> [How to complete this task]
Search the entries for the word "glass" and return every line where it is found.

> [Records supplied]
....................

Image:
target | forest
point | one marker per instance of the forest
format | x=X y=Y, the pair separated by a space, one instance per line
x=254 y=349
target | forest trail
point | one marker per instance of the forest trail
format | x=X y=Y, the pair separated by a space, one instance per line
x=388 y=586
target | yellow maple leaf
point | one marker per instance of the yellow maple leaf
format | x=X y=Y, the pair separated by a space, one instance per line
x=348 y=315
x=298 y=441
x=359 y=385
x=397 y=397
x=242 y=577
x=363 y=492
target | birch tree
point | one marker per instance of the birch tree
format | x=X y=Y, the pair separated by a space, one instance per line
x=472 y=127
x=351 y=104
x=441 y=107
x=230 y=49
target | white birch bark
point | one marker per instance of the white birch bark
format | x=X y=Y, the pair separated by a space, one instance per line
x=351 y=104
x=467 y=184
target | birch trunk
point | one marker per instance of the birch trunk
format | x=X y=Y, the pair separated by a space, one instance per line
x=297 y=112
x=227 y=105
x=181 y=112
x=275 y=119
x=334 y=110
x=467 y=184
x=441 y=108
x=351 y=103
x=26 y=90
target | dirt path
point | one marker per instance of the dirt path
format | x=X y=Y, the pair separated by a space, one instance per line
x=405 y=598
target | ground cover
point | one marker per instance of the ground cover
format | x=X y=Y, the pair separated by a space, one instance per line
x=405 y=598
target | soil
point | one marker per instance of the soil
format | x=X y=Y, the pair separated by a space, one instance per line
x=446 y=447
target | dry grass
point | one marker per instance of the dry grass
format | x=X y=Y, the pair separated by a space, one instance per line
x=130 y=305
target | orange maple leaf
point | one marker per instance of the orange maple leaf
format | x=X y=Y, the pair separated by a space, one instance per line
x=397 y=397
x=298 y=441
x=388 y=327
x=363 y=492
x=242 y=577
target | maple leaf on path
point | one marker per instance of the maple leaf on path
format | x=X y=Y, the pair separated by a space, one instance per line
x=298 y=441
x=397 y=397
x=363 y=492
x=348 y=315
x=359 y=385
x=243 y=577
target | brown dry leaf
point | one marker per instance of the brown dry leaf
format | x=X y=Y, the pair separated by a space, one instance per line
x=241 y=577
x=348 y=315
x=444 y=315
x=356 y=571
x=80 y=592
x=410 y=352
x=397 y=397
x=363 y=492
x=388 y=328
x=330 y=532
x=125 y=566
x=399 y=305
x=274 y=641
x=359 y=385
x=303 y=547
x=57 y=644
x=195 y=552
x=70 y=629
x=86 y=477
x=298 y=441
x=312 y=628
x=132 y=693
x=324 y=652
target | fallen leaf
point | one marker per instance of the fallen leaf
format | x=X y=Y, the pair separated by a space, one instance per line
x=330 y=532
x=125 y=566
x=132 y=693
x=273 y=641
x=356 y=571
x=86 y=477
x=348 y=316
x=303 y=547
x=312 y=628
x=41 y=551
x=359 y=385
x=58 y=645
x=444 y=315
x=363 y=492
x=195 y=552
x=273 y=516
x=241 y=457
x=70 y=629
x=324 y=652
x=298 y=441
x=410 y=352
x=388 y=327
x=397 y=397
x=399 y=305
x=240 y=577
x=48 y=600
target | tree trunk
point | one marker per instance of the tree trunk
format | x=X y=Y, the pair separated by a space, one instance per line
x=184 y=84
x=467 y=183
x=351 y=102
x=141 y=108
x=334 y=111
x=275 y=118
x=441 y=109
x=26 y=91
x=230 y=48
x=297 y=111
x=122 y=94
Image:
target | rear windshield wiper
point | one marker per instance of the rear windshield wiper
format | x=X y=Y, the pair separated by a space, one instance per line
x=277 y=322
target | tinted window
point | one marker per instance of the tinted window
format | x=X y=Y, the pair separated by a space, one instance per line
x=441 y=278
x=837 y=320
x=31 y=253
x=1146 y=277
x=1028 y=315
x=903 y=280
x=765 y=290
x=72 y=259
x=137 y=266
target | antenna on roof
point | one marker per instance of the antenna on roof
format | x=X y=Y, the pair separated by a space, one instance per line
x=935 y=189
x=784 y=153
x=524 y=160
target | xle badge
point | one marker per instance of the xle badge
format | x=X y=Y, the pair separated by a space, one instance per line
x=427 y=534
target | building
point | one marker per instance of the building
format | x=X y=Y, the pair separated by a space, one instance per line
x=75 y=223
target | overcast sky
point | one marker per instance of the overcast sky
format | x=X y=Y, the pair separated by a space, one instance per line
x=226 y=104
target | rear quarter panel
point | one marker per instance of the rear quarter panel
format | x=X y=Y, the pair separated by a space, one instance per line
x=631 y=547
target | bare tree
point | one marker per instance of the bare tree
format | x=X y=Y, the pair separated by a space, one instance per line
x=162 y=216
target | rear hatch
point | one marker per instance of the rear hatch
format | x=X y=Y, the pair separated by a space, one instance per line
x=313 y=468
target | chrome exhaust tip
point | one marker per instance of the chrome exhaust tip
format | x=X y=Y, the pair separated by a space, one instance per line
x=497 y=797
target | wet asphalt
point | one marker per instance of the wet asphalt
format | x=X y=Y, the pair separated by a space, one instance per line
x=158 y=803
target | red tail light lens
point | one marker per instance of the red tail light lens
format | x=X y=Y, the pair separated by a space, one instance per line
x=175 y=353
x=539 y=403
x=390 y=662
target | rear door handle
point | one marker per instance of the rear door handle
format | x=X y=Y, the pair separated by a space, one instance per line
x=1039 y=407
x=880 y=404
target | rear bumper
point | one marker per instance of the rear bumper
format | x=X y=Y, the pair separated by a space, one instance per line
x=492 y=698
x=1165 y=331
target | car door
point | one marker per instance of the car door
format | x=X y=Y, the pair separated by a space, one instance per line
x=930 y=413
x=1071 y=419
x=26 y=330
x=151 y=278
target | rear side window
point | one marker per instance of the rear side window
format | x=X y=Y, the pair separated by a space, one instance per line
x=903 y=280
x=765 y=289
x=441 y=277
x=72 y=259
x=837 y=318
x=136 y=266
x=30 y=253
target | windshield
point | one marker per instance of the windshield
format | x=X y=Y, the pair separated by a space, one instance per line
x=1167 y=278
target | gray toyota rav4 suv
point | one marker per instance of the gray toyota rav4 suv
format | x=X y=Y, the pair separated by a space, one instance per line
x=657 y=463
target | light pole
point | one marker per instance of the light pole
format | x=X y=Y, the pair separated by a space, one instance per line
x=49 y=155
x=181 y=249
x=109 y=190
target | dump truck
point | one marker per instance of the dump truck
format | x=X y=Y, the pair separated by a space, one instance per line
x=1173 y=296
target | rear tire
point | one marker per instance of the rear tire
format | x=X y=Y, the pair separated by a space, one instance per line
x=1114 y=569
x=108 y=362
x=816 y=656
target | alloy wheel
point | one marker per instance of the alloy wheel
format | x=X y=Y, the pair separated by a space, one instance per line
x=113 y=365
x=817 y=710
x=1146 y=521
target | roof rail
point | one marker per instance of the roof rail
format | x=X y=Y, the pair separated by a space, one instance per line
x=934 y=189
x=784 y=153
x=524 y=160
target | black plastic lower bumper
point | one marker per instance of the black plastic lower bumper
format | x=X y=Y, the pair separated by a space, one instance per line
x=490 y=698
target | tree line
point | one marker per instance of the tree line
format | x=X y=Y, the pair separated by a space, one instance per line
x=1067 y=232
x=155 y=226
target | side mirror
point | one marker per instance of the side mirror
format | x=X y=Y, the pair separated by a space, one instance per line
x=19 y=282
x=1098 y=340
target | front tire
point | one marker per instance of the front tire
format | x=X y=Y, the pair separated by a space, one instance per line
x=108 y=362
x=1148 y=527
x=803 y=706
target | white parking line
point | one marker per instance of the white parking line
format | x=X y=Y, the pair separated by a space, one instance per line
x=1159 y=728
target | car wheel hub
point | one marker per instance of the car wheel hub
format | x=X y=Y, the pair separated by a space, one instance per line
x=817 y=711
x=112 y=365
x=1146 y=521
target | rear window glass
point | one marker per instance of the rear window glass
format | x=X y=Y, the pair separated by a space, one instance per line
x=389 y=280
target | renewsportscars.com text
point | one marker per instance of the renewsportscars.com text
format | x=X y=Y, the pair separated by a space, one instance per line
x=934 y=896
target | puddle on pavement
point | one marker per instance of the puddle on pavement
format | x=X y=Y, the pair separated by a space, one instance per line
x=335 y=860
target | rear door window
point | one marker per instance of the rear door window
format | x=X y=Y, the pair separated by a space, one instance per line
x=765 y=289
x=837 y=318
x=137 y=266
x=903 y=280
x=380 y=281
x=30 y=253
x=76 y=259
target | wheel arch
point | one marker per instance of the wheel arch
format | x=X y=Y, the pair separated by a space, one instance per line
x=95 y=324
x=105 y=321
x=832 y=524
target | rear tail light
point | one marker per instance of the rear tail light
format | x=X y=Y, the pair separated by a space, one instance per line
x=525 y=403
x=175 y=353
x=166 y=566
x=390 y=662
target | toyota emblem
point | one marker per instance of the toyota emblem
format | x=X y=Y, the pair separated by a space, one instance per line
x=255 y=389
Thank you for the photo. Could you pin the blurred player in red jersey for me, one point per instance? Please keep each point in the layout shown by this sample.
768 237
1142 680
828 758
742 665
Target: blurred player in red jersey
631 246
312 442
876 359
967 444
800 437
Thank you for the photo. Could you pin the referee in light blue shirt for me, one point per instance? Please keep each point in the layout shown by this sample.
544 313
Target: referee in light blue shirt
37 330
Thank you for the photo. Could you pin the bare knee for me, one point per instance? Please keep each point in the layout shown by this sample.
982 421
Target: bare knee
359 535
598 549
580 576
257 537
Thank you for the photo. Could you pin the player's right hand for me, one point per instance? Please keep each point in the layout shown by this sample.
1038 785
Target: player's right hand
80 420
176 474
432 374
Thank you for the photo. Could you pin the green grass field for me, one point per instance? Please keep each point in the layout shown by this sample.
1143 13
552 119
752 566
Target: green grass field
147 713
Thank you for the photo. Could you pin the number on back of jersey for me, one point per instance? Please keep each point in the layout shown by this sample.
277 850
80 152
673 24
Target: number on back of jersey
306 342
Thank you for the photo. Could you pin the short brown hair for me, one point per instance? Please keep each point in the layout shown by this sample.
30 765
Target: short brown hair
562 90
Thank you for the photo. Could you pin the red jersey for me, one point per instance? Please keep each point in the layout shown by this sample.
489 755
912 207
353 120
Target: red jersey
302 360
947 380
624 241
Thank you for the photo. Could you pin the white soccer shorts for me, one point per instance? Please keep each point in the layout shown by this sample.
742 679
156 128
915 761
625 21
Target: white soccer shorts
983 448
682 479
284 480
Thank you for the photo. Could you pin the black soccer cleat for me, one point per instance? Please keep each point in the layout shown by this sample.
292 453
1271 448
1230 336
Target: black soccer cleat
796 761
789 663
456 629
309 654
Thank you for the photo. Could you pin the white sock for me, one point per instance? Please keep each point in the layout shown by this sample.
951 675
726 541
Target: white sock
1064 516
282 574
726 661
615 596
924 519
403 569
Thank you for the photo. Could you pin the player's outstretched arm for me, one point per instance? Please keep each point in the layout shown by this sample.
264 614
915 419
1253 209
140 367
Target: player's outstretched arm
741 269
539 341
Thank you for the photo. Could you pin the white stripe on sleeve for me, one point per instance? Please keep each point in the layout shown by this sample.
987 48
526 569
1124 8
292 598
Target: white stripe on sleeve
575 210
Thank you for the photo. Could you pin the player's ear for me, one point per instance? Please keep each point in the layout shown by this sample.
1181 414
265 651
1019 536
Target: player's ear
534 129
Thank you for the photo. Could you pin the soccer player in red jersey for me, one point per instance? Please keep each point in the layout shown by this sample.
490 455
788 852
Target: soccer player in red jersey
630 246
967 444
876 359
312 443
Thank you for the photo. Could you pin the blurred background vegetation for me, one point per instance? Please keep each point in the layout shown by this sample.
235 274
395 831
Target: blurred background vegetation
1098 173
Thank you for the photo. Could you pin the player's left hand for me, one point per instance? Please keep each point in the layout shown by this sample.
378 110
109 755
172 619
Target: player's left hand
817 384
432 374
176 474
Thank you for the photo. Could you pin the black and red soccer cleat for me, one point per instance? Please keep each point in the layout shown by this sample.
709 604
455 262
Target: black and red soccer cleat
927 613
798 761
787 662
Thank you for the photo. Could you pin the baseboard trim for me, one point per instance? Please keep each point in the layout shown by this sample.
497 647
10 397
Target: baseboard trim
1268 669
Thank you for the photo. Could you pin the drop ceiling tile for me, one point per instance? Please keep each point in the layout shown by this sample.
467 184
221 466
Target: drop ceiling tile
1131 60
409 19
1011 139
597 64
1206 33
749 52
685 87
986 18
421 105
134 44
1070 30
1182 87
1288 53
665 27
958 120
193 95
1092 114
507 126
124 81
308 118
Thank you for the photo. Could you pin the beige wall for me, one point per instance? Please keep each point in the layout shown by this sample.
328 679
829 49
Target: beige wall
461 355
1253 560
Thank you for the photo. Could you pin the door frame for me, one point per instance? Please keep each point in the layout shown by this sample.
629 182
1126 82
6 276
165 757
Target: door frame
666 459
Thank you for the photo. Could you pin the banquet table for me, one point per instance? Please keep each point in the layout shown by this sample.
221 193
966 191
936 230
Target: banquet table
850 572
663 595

....................

> [Expected output]
target | rear window glass
point | one marker per instance of the rear window glass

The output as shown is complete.